ARTICLE =>
Develop Reference

VBA replace a string EXCEL 2019

I cannot extract the postal/zip code of a given address cell that comes like this :
"108, avenue du Grand Sud 37 170 CHAMBRAY les TOURS".
I have used :
=RECHERCHE(9^9;--("0"&STXT(A2;MIN(CHERCHE({0.1.2.3.4.5.6.7.8.9};A2&"0 123456789"));LIGNE($1:$100))))
Which sometimes works, sometimes not depending on the street number starting the address (here "108,").
The problem is the space of the pattern "37 170". I would like to remove the blank space in the pattern. Is there a regex way to search this pattern "## ###", and then to remove this poisonous blank space?
Thank you for your tricks.
I have tried this piece of code :
Function toto(r, Optional u = 0)
Application.Volatile
Dim i%, j%, adr$, cp$, loca$, x
x = Split(r)
For i = 0 To UBound(x)
If x(i) Like "#####" Then Exit For
Next
If i > UBound(x) Then
adr = r.Value 'facultatif
Else
cp = x(i)

EXTRACTED ENTRIES =>

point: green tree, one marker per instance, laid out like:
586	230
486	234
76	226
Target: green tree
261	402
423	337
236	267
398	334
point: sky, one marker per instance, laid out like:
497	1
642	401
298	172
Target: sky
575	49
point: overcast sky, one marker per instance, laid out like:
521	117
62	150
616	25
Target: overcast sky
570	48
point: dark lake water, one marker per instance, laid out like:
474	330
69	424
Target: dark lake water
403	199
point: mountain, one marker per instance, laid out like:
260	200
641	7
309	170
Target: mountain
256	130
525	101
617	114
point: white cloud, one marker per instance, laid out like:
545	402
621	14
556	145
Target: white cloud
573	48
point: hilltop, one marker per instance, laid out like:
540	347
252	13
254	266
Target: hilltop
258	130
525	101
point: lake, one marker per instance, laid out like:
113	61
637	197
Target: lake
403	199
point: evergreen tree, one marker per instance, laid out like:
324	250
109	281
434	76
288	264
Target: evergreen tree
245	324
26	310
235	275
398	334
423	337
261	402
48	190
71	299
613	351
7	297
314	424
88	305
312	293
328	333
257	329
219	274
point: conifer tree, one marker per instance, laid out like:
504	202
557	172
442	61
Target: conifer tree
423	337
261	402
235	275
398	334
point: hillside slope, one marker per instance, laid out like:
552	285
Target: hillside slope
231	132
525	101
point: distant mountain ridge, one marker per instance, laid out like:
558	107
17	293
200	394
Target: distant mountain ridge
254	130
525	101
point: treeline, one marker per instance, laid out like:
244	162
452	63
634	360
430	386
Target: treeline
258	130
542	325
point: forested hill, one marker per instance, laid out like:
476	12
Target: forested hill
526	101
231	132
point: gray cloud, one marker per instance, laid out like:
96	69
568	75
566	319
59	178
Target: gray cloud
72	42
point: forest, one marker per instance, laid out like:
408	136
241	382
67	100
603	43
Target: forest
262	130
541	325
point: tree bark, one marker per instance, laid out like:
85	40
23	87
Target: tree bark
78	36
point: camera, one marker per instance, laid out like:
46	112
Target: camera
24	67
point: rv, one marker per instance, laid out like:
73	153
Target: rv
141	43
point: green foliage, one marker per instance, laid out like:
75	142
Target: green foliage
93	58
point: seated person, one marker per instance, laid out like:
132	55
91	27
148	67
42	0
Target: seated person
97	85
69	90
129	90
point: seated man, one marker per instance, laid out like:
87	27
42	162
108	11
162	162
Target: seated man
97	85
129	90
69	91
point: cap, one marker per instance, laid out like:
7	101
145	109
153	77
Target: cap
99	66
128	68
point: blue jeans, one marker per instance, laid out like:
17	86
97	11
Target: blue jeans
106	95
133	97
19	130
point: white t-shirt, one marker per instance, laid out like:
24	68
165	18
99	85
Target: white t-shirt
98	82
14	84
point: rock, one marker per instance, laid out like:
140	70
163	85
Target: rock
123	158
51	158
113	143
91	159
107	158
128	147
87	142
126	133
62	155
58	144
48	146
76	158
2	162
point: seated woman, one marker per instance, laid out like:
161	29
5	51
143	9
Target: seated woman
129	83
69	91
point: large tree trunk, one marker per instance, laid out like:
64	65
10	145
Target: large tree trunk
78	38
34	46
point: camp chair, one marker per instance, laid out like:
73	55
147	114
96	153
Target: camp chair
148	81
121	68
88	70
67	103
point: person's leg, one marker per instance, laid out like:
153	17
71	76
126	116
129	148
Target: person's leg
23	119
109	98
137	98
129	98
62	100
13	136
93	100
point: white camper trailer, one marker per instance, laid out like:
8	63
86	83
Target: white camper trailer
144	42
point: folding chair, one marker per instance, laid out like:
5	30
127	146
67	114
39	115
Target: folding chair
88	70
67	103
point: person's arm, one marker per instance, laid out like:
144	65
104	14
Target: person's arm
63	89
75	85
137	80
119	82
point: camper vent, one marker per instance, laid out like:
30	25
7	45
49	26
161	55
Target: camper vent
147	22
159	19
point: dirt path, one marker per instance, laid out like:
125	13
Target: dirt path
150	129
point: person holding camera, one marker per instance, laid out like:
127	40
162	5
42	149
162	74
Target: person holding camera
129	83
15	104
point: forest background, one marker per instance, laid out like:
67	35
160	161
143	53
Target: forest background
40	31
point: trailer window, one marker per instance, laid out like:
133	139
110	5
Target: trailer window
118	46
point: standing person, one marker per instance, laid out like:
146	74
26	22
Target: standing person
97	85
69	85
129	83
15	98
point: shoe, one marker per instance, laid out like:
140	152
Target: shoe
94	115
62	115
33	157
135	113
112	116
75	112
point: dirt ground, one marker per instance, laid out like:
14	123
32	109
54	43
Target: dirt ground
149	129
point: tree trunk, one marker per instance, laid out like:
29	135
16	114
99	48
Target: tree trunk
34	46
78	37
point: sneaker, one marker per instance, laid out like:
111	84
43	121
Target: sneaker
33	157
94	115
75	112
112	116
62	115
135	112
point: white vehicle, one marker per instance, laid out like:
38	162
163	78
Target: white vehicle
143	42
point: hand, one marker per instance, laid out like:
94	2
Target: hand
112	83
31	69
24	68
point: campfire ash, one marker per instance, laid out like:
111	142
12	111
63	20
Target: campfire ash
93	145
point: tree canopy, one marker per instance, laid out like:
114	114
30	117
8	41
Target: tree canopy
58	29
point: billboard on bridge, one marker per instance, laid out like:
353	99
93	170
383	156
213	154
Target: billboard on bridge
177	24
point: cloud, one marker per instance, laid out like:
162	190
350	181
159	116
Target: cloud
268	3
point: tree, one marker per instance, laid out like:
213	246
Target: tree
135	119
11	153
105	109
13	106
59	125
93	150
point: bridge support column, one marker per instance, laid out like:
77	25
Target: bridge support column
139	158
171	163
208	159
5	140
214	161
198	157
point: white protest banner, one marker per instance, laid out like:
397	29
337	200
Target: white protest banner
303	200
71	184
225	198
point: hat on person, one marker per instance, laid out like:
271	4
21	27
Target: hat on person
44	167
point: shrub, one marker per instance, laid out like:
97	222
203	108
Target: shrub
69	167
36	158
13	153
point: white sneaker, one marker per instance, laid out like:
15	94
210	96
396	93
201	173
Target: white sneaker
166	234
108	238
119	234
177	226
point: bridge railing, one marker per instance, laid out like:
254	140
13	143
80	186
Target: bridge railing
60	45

SHORT EXERCISE A => In the Excel post, what regex pattern does the poster want to search for?
SHORT EXERCISE B => Reproduce the part of the Excel post that starts at the words "I cannot extract" and ends after the words "Optional u = 0)".

FINAL RESULT A => "## ###"

FINAL RESULT B =>
I cannot extract the postal/zip code of a given address cell that comes like this :
"108, avenue du Grand Sud 37 170 CHAMBRAY les TOURS".
I have used :
=RECHERCHE(9^9;--("0"&STXT(A2;MIN(CHERCHE({0.1.2.3.4.5.6.7.8.9};A2&"0 123456789"));LIGNE($1:$100))))
Which sometimes works, sometimes not depending on the street number starting the address (here "108,").
The problem is the space of the pattern "37 170". I would like to remove the blank space in the pattern. Is there a regex way to search this pattern "## ###", and then to remove this poisonous blank space?
Thank you for your tricks.
I have tried this piece of code :
Function toto(r, Optional u = 0)